-- MATERIAL SUPPLIED follows --
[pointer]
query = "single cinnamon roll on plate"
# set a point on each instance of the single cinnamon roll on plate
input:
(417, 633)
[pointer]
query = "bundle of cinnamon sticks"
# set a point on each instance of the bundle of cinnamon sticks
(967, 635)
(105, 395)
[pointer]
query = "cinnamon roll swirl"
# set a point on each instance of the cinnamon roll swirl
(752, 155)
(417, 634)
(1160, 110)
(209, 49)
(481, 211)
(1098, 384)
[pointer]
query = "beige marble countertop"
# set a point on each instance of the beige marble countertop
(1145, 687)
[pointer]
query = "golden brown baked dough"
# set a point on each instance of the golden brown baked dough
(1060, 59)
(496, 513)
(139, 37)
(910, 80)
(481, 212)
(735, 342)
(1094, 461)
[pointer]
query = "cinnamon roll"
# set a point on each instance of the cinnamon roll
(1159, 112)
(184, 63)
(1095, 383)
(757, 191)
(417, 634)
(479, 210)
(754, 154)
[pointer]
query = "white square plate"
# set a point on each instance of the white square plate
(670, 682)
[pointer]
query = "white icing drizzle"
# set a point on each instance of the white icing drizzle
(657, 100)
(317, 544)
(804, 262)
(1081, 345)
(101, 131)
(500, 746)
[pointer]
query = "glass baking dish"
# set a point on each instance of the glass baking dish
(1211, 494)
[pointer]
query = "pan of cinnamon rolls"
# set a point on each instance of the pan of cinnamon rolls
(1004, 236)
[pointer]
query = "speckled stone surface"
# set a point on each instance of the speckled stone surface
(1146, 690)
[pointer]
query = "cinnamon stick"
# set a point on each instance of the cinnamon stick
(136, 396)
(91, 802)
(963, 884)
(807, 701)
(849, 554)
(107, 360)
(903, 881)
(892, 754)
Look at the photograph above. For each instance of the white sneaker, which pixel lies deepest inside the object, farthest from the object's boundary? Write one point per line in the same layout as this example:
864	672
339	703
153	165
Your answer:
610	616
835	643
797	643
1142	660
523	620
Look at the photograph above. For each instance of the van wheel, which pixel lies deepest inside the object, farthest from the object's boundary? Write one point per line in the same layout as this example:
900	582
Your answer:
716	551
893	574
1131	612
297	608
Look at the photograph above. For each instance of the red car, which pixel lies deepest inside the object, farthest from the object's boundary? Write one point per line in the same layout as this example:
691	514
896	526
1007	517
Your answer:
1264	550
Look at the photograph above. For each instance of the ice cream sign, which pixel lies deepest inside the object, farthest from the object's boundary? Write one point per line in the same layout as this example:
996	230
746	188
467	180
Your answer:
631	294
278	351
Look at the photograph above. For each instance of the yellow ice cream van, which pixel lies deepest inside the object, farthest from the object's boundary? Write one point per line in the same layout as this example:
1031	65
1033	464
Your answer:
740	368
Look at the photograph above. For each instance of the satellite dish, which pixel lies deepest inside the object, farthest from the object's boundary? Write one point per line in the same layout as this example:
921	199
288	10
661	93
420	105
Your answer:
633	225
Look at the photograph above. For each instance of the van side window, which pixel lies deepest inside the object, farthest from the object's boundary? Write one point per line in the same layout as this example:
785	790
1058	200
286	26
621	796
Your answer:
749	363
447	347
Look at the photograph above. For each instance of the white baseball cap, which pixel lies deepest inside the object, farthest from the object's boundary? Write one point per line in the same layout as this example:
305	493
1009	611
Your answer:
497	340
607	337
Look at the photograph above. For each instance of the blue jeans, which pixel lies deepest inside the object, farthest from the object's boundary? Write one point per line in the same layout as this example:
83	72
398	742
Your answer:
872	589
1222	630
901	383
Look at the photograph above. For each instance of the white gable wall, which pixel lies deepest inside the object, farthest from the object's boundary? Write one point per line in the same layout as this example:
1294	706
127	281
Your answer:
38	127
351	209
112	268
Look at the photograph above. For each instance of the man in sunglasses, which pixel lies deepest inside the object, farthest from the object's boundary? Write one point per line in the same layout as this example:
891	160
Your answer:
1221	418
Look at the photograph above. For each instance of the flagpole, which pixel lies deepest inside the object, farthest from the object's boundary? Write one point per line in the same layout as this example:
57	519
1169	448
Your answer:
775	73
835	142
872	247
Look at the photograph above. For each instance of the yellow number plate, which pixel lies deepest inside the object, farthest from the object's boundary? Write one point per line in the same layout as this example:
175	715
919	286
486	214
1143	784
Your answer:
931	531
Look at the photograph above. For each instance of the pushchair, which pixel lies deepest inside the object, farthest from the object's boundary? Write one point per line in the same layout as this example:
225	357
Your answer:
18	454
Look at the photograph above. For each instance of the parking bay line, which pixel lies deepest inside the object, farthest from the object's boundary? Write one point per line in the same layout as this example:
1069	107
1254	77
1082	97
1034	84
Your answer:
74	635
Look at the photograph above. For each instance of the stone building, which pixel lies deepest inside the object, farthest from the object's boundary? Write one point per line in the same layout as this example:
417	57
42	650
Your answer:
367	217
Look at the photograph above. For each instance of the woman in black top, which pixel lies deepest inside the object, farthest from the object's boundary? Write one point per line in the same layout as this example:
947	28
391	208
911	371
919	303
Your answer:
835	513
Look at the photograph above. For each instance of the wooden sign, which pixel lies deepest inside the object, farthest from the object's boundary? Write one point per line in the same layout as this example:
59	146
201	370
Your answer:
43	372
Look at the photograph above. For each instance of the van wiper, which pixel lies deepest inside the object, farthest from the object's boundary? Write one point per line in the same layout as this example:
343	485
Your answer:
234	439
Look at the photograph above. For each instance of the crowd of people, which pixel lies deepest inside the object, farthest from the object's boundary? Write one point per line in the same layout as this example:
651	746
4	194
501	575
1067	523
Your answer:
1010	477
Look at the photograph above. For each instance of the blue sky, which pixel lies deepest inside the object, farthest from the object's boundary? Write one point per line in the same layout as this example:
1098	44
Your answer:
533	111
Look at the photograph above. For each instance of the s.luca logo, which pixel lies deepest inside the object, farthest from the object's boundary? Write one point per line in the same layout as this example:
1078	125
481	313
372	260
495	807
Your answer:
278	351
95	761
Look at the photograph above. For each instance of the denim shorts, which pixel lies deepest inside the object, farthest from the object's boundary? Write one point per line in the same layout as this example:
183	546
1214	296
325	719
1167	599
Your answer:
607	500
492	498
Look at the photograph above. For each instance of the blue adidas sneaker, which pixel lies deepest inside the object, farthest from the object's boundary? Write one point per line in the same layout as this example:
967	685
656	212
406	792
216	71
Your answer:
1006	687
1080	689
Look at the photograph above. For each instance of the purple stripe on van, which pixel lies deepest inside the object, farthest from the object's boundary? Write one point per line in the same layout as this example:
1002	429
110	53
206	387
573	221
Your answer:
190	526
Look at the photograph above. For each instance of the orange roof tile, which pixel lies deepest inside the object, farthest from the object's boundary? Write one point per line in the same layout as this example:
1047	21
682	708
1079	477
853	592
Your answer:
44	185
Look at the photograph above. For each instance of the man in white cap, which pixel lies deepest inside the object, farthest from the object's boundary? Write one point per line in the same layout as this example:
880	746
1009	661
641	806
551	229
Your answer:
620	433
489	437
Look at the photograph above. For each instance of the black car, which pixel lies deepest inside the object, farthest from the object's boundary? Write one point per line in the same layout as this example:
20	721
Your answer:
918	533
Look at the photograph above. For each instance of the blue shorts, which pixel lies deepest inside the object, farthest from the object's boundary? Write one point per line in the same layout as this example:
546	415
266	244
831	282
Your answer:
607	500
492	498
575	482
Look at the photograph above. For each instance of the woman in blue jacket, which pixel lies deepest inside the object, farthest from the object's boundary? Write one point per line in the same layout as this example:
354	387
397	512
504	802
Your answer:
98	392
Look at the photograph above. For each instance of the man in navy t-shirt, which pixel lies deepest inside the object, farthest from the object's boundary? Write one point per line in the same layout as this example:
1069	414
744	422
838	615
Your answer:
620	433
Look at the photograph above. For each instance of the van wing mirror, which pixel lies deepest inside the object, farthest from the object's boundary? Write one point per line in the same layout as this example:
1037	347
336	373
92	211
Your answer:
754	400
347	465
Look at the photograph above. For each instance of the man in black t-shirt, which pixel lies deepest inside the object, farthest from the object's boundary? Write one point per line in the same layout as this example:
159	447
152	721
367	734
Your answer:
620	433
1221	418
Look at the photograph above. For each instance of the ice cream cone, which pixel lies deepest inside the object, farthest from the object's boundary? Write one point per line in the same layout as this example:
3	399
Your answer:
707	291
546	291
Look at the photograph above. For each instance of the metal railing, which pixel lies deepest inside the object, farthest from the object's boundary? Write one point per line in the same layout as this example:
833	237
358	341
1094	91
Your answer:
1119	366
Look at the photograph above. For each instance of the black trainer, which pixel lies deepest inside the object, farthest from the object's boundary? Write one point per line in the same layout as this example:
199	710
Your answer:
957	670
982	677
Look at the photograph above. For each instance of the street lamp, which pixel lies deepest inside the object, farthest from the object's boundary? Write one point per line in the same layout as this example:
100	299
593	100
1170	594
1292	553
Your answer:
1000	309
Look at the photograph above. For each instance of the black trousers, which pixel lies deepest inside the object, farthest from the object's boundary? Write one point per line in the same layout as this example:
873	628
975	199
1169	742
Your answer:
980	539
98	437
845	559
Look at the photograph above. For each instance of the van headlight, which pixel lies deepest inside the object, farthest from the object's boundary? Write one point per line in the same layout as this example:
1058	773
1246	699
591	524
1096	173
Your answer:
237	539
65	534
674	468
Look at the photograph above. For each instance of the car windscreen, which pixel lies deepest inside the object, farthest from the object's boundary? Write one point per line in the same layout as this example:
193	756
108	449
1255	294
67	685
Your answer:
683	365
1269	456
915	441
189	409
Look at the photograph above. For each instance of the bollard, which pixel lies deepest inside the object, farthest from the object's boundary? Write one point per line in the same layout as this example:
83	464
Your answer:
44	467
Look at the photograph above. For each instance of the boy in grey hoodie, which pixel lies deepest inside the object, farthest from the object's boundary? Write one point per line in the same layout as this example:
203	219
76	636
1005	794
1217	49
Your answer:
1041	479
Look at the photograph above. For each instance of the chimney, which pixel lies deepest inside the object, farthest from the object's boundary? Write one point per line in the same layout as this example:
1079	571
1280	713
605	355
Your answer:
-- MATERIAL SUPPLIED concluded --
Across the records above, in how many lines does the string "shirt" appear? Reply with the figure alone.

SOLUTION FOR THIS TASK
2